Extract every line of the listing below, from first to last, without changing anything.

SUPPLIED INFORMATION:
***
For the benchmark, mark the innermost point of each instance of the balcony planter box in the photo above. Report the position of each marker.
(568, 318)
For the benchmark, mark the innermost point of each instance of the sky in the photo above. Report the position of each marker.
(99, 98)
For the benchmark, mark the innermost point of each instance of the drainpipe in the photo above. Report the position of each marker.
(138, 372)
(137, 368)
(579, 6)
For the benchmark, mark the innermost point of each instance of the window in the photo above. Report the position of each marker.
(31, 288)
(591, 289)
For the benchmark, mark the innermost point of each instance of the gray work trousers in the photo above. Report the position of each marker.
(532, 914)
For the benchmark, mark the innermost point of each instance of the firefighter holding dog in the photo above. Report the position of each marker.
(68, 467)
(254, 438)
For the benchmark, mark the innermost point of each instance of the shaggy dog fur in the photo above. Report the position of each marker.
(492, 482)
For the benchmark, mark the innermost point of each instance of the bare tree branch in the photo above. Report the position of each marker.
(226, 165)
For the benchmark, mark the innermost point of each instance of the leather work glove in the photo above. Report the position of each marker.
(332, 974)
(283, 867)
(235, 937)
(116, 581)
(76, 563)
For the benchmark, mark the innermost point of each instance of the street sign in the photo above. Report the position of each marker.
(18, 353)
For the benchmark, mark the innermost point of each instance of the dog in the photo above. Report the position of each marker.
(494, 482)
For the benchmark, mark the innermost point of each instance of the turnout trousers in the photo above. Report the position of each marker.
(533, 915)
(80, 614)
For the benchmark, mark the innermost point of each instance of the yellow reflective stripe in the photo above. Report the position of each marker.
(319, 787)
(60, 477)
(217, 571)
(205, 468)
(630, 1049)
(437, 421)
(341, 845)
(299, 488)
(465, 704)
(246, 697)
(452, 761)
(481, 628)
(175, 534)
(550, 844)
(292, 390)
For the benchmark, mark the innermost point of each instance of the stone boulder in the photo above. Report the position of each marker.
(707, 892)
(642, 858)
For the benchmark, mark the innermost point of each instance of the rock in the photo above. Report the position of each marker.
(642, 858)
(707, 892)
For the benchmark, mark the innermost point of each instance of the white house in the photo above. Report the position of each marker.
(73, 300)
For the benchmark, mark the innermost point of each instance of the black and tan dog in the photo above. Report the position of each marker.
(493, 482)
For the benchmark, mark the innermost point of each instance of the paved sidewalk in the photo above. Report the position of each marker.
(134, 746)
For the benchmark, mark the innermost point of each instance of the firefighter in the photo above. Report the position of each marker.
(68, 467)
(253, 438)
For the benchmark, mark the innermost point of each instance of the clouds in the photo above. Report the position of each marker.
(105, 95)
***
WORKED ANSWER:
For the benchmark, mark the innermost point of each instance of the balcony planter box in the photo above. Report the position of each marker.
(568, 318)
For the benchmark, mark the innermost point of each instance of the sky in the photo above. Report the position of each marker.
(99, 98)
For the benchmark, mark the innermost point of each instance of the drainpipe in the photo above. Report the position of each marker.
(138, 372)
(137, 368)
(579, 6)
For the benchmark, mark the innermost point of each instance of the window in the photo above. Report the position of each marker.
(31, 288)
(591, 289)
For the benchmark, mark the innermost point of each instance of the gray work trousers in the photo above. Report the position of each marker.
(532, 914)
For the benchmark, mark the innermost point of each instance of the firefighter holding dog in the photo above. Report the position of each marker.
(68, 467)
(254, 438)
For the benchmark, mark the innermost point of each instance of the shaggy dog fur in the photo above. Report the position of each marker.
(492, 482)
For the benchmark, mark the innermost point of each instance of the bare tree branch in the photo above. Report the position of each marker.
(226, 165)
For the benchmark, mark the innermost point of each instance of the leather work glove in the photo above. Report the position of each marker.
(332, 974)
(283, 867)
(235, 937)
(116, 581)
(76, 563)
For the benchmark, mark the innermost point of each instance of the street sign in the photo above. Report the position of each marker.
(18, 353)
For the benchmark, mark the innermost point of each instance of the dog in the photo above. Report the position of each marker.
(494, 482)
For the benchmark, mark the innermost point of each instance of the turnout trousers in the photo above. Report the position of each marker.
(533, 915)
(80, 614)
For the benchmark, mark the innermost point of each instance of the yellow reflective stripe in the photo above. Report the position of each marker.
(319, 787)
(60, 477)
(217, 571)
(205, 468)
(630, 1049)
(437, 421)
(341, 845)
(299, 488)
(465, 704)
(246, 697)
(452, 761)
(481, 628)
(175, 534)
(550, 844)
(292, 390)
For the benchmark, mark the innermost point of each instance of the stone boulder in the photo above. Report the position of each marker.
(707, 892)
(642, 858)
For the benchmark, mark the innermost point of each instance of the rock in the photo above. Report the position of each marker.
(642, 858)
(707, 892)
For the benchmark, mark the innermost point of each instance of the white house in the photo above. Report the position of each marker.
(73, 300)
For the benchmark, mark the innermost point of each instance of the black and tan dog in the photo above. Report the position of each marker.
(493, 482)
For the benchmark, mark the innermost point of each instance of the paved sidewalk in the photo above. Report the position of each marker.
(134, 746)
For the benchmark, mark the innermost point of each instance of the firefighter in the photo above. Report the position of each marker.
(68, 467)
(253, 438)
For the benchmark, mark the innermost point of each instance of the clouds in the photo above. Report the position of each marker.
(105, 95)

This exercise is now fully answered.